Recorded information:
----------------
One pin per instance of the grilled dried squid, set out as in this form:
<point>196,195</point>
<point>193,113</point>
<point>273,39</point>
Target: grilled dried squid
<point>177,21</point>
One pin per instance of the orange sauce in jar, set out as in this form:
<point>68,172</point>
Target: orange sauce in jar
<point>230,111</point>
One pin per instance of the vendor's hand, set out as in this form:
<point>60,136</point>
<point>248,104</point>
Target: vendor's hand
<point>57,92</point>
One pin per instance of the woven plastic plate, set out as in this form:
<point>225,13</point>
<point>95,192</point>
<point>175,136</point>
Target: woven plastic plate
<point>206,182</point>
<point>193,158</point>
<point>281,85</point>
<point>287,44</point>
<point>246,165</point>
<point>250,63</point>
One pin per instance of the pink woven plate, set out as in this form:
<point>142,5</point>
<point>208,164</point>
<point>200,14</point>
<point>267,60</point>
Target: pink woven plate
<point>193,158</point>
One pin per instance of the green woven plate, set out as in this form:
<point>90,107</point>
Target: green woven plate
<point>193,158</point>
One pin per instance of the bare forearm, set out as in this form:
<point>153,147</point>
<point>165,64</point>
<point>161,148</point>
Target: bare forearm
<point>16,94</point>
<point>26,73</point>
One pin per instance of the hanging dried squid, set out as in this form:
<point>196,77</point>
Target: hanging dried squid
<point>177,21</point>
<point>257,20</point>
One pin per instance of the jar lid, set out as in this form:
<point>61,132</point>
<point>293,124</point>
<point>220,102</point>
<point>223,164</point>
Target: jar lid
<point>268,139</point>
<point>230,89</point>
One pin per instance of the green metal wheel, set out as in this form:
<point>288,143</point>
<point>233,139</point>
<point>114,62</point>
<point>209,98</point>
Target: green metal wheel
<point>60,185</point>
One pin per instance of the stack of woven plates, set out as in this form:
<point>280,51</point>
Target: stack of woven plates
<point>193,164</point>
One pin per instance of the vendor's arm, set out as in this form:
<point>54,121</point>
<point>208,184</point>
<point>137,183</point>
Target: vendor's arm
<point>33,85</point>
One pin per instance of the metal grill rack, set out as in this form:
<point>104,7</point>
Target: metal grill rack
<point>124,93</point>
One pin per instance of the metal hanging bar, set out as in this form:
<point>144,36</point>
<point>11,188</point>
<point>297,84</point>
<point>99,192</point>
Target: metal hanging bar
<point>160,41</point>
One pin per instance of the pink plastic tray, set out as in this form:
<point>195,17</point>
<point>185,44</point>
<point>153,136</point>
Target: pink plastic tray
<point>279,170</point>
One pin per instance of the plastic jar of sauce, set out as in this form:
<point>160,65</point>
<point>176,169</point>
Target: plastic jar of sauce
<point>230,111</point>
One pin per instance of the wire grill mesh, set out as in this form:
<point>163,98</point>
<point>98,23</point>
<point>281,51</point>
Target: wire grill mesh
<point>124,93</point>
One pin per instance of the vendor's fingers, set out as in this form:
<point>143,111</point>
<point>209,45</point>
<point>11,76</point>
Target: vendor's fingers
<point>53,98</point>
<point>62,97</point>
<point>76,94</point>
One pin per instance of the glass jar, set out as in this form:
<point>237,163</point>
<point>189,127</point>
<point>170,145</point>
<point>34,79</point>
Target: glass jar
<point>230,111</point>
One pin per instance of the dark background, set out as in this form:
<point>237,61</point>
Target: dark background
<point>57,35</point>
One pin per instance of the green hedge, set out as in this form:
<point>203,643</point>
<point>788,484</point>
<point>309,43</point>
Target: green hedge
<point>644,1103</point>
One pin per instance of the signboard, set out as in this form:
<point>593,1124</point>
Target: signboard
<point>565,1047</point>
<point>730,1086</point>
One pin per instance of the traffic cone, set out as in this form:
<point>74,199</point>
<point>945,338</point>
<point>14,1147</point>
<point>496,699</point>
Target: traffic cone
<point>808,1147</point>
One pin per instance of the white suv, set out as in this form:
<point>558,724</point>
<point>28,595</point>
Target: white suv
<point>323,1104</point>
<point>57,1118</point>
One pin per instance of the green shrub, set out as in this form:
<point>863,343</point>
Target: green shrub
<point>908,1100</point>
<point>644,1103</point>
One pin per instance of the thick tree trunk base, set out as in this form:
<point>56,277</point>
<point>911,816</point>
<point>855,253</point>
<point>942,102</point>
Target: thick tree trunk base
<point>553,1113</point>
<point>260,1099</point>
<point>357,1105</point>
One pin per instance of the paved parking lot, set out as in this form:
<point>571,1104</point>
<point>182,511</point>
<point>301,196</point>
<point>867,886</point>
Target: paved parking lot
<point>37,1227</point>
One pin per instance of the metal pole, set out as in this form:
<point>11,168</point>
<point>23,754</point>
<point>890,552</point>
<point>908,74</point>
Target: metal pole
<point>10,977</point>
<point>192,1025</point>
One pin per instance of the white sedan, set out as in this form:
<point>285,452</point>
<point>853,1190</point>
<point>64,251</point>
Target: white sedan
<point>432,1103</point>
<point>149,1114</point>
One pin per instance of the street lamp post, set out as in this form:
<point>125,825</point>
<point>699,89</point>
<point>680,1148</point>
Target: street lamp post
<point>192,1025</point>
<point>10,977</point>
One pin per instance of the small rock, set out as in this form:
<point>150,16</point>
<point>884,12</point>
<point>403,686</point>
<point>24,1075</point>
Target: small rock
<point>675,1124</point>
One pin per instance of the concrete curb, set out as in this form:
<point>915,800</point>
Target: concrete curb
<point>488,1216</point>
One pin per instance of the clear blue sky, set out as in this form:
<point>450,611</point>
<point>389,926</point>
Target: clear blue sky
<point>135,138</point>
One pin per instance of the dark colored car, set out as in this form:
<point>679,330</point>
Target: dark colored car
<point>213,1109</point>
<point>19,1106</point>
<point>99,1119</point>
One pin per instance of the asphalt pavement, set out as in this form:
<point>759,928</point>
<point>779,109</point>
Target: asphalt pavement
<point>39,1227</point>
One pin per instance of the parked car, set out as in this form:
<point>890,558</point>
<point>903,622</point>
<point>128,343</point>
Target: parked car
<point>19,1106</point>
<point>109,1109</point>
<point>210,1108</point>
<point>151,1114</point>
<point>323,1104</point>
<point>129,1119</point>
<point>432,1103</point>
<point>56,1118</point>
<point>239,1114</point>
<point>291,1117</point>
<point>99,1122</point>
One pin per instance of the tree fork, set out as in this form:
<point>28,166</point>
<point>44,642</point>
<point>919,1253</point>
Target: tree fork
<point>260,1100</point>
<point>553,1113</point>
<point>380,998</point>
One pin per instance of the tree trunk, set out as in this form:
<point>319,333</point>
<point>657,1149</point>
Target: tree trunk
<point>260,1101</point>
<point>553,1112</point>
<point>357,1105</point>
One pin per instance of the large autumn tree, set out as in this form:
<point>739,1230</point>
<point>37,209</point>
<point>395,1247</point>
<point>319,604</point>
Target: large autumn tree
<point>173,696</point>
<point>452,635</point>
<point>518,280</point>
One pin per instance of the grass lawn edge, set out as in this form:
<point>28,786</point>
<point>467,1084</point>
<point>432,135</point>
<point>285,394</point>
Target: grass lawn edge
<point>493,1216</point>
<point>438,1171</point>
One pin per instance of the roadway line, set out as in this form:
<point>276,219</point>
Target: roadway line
----------------
Exercise task: Repeat back the data above, exact to the last character.

Task solution:
One pin per instance of the grilled dried squid, set out as in this form:
<point>196,195</point>
<point>193,113</point>
<point>273,39</point>
Target: grilled dried squid
<point>177,21</point>
One pin per instance of the orange sauce in jar, set out as in this form:
<point>68,172</point>
Target: orange sauce in jar
<point>230,111</point>
One pin per instance of the vendor's hand, set out as in this form:
<point>60,136</point>
<point>248,104</point>
Target: vendor's hand
<point>57,92</point>
One pin per instance of the woven plastic plate, set out as in this form:
<point>225,13</point>
<point>95,192</point>
<point>175,136</point>
Target: woven plastic plate
<point>206,182</point>
<point>193,158</point>
<point>281,85</point>
<point>287,44</point>
<point>246,165</point>
<point>250,63</point>
One pin per instance of the pink woven plate, set out as in this form:
<point>142,5</point>
<point>208,164</point>
<point>200,14</point>
<point>267,60</point>
Target: pink woven plate
<point>193,158</point>
One pin per instance of the green woven plate, set out as in this form:
<point>90,107</point>
Target: green woven plate
<point>193,158</point>
One pin per instance of the bare forearm, set out as in this form:
<point>153,147</point>
<point>165,64</point>
<point>161,148</point>
Target: bare forearm
<point>16,94</point>
<point>26,73</point>
One pin per instance of the hanging dried squid, set out as in this form:
<point>196,77</point>
Target: hanging dried squid
<point>177,21</point>
<point>257,20</point>
One pin per instance of the jar lid, set out as in this form:
<point>61,132</point>
<point>293,124</point>
<point>220,102</point>
<point>223,164</point>
Target: jar lid
<point>268,139</point>
<point>230,89</point>
One pin per instance of the green metal wheel, set out as in this form:
<point>288,143</point>
<point>233,139</point>
<point>114,62</point>
<point>209,98</point>
Target: green metal wheel
<point>60,185</point>
One pin per instance of the stack of woven plates, set out as in this form:
<point>280,51</point>
Target: stack of woven plates
<point>193,164</point>
One pin per instance of the vendor's arm, set out as in this form:
<point>54,121</point>
<point>208,184</point>
<point>137,183</point>
Target: vendor's arm
<point>33,85</point>
One pin per instance of the metal grill rack, set out as in this form:
<point>104,7</point>
Target: metal grill rack
<point>124,93</point>
One pin per instance of the metal hanging bar, set out as in this form:
<point>144,36</point>
<point>11,188</point>
<point>297,84</point>
<point>99,192</point>
Target: metal hanging bar
<point>160,41</point>
One pin per instance of the pink plastic tray, set out as in this form:
<point>195,17</point>
<point>185,44</point>
<point>153,136</point>
Target: pink plastic tray
<point>279,170</point>
One pin per instance of the plastic jar of sauce, set out as in this form:
<point>160,65</point>
<point>176,169</point>
Target: plastic jar of sauce
<point>230,111</point>
One pin per instance of the wire grill mesh, set out as in this form:
<point>163,98</point>
<point>98,23</point>
<point>281,51</point>
Target: wire grill mesh
<point>124,93</point>
One pin per instance of the vendor's fingers, set out as in this form:
<point>143,111</point>
<point>209,45</point>
<point>11,76</point>
Target: vendor's fingers
<point>53,98</point>
<point>62,97</point>
<point>76,94</point>
One pin per instance of the glass jar, set out as in this form:
<point>237,163</point>
<point>189,127</point>
<point>170,145</point>
<point>34,79</point>
Target: glass jar
<point>230,111</point>
One pin per instance of the dark background, set out as in this form:
<point>237,61</point>
Target: dark background
<point>57,35</point>
One pin per instance of the green hedge, set out as in this form:
<point>203,643</point>
<point>788,484</point>
<point>309,43</point>
Target: green hedge
<point>644,1103</point>
One pin per instance of the signboard, set out as in this form:
<point>593,1124</point>
Target: signboard
<point>565,1047</point>
<point>730,1086</point>
One pin per instance of the traffic cone, set out as in this form:
<point>74,199</point>
<point>945,338</point>
<point>14,1147</point>
<point>496,699</point>
Target: traffic cone
<point>808,1147</point>
One pin per instance of the white suv, set out as in this form:
<point>558,724</point>
<point>28,595</point>
Target: white suv
<point>323,1104</point>
<point>57,1118</point>
One pin per instance of the green shrub, set out as in this form:
<point>863,343</point>
Target: green shrub
<point>908,1100</point>
<point>644,1103</point>
One pin per instance of the thick tree trunk base, set out as in this form:
<point>56,277</point>
<point>911,816</point>
<point>855,253</point>
<point>942,102</point>
Target: thick tree trunk base
<point>553,1113</point>
<point>260,1099</point>
<point>357,1105</point>
One pin per instance of the paved parking lot, set out as in this form:
<point>571,1104</point>
<point>182,511</point>
<point>301,196</point>
<point>867,886</point>
Target: paved parking lot
<point>37,1227</point>
One pin per instance of the metal pole, set out as in this form:
<point>11,168</point>
<point>23,754</point>
<point>890,552</point>
<point>908,74</point>
Target: metal pole
<point>10,977</point>
<point>192,1025</point>
One pin per instance of the white sedan, set out as in this form:
<point>285,452</point>
<point>853,1190</point>
<point>64,251</point>
Target: white sedan
<point>432,1103</point>
<point>149,1114</point>
One pin per instance of the street lamp post, set out as in this form:
<point>125,825</point>
<point>699,89</point>
<point>680,1148</point>
Target: street lamp post
<point>192,1025</point>
<point>10,977</point>
One pin per instance of the small rock, set out as in this form:
<point>150,16</point>
<point>884,12</point>
<point>403,686</point>
<point>24,1075</point>
Target: small rock
<point>675,1124</point>
One pin per instance of the concrete curb, set out as in this form:
<point>915,800</point>
Target: concrete curb
<point>488,1216</point>
One pin per instance of the clear blue sky, set out as in this form:
<point>450,611</point>
<point>389,926</point>
Target: clear blue sky
<point>135,138</point>
One pin per instance of the dark colored car, set out as in this form:
<point>679,330</point>
Target: dark colored car
<point>213,1109</point>
<point>19,1106</point>
<point>99,1119</point>
One pin per instance of the asphalt pavement, set out as in this form:
<point>759,928</point>
<point>779,109</point>
Target: asphalt pavement
<point>39,1227</point>
One pin per instance of the parked car, set out as in this form:
<point>890,558</point>
<point>903,622</point>
<point>128,343</point>
Target: parked car
<point>19,1106</point>
<point>109,1109</point>
<point>210,1108</point>
<point>151,1114</point>
<point>323,1104</point>
<point>129,1119</point>
<point>432,1103</point>
<point>56,1118</point>
<point>239,1114</point>
<point>291,1117</point>
<point>99,1122</point>
One pin per instance of the tree fork, set out as in this form:
<point>28,166</point>
<point>44,642</point>
<point>919,1253</point>
Target: tree fork
<point>260,1100</point>
<point>553,1113</point>
<point>380,998</point>
One pin per instance of the tree trunk, set out as in this form:
<point>319,333</point>
<point>657,1149</point>
Target: tree trunk
<point>260,1101</point>
<point>553,1112</point>
<point>357,1105</point>
One pin per instance of the large autumn tree, set out as in this form:
<point>739,1230</point>
<point>37,209</point>
<point>395,1247</point>
<point>319,604</point>
Target: large autumn tree
<point>173,696</point>
<point>452,635</point>
<point>518,280</point>
One pin per instance of the grass lawn edge, set out as in this form:
<point>28,786</point>
<point>467,1084</point>
<point>432,135</point>
<point>285,394</point>
Target: grass lawn edge
<point>493,1216</point>
<point>438,1171</point>
One pin per instance of the roadway line, set out as in this form:
<point>276,219</point>
Target: roadway line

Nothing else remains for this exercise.